** AIM OF THE EXERCISE **
Lay out every line of the records below as a Markdown table with two columns, No. for the row number and Line for the line itself. Skip blank lines and leave the pictures out.

▼

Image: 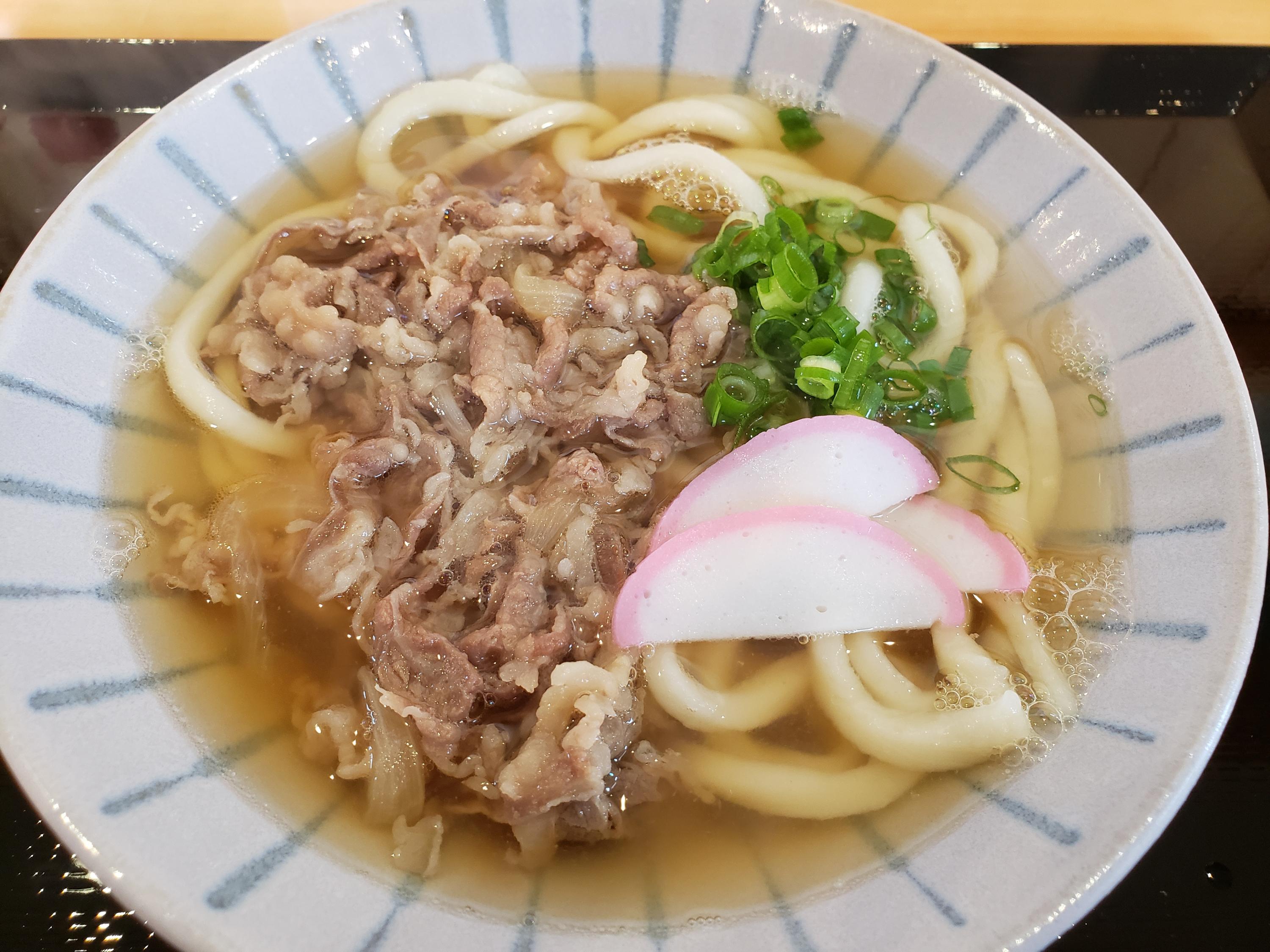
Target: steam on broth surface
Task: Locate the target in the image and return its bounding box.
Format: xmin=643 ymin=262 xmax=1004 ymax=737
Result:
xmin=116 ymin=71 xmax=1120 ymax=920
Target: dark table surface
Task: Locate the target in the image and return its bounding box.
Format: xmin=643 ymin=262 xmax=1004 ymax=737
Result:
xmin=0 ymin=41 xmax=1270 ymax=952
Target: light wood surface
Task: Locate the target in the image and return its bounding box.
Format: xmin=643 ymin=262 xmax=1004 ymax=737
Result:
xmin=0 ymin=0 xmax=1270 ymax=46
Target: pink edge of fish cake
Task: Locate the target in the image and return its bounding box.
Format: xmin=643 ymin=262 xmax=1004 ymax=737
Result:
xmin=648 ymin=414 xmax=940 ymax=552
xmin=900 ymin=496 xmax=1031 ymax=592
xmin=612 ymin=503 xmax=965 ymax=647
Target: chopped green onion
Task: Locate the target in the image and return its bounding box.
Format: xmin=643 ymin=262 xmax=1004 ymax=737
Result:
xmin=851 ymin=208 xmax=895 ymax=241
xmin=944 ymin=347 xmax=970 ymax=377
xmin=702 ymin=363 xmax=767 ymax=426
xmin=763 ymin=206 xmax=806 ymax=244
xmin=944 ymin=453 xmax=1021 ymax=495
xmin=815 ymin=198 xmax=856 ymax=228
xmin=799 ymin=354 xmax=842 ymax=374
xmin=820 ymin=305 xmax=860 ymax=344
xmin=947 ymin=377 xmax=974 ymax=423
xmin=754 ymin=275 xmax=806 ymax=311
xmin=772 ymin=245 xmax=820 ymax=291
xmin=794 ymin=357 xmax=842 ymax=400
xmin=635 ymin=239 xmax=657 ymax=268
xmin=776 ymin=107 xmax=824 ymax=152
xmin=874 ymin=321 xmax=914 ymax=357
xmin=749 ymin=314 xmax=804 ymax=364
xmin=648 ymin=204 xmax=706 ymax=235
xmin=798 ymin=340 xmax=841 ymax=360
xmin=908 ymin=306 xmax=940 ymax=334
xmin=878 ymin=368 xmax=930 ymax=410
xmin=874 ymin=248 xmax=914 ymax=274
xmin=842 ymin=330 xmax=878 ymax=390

▲

** SOLVED PROBLEM **
| No. | Line |
|---|---|
| 1 | Image:  |
| 2 | Target: steam on broth surface |
| 3 | Task: Locate the target in the image and return its bounding box. |
| 4 | Format: xmin=643 ymin=262 xmax=1004 ymax=737 |
| 5 | Result: |
| 6 | xmin=116 ymin=71 xmax=1120 ymax=920 |
| 7 | Target: dark table surface |
| 8 | Task: Locate the target in the image and return its bounding box. |
| 9 | Format: xmin=643 ymin=262 xmax=1004 ymax=737 |
| 10 | Result: |
| 11 | xmin=0 ymin=41 xmax=1270 ymax=952 |
| 12 | Target: light wood surface |
| 13 | Task: Locate the target in the image and return its bounding box. |
| 14 | Format: xmin=643 ymin=262 xmax=1004 ymax=737 |
| 15 | Result: |
| 16 | xmin=0 ymin=0 xmax=1270 ymax=46 |
| 17 | Target: pink edge of fish cake |
| 18 | Task: Locate the target in the image and return its bounding box. |
| 19 | Format: xmin=643 ymin=262 xmax=1004 ymax=737 |
| 20 | Result: |
| 21 | xmin=648 ymin=414 xmax=940 ymax=552 |
| 22 | xmin=900 ymin=496 xmax=1031 ymax=592 |
| 23 | xmin=612 ymin=503 xmax=965 ymax=647 |
| 24 | Target: chopped green onion |
| 25 | Task: Locate the target in the image and return its bounding box. |
| 26 | Format: xmin=643 ymin=262 xmax=1004 ymax=737 |
| 27 | Result: |
| 28 | xmin=851 ymin=208 xmax=895 ymax=241 |
| 29 | xmin=944 ymin=347 xmax=970 ymax=377 |
| 30 | xmin=702 ymin=363 xmax=767 ymax=426 |
| 31 | xmin=763 ymin=206 xmax=806 ymax=244 |
| 32 | xmin=944 ymin=453 xmax=1021 ymax=495 |
| 33 | xmin=815 ymin=198 xmax=856 ymax=228 |
| 34 | xmin=799 ymin=354 xmax=842 ymax=374 |
| 35 | xmin=820 ymin=305 xmax=860 ymax=344 |
| 36 | xmin=947 ymin=377 xmax=974 ymax=423 |
| 37 | xmin=754 ymin=275 xmax=806 ymax=311 |
| 38 | xmin=772 ymin=245 xmax=820 ymax=291 |
| 39 | xmin=794 ymin=357 xmax=842 ymax=400 |
| 40 | xmin=635 ymin=239 xmax=657 ymax=268 |
| 41 | xmin=776 ymin=107 xmax=824 ymax=152 |
| 42 | xmin=874 ymin=321 xmax=914 ymax=357 |
| 43 | xmin=749 ymin=314 xmax=804 ymax=364 |
| 44 | xmin=648 ymin=204 xmax=706 ymax=235 |
| 45 | xmin=798 ymin=340 xmax=841 ymax=360 |
| 46 | xmin=908 ymin=306 xmax=940 ymax=334 |
| 47 | xmin=878 ymin=368 xmax=930 ymax=410 |
| 48 | xmin=874 ymin=248 xmax=914 ymax=274 |
| 49 | xmin=842 ymin=330 xmax=878 ymax=390 |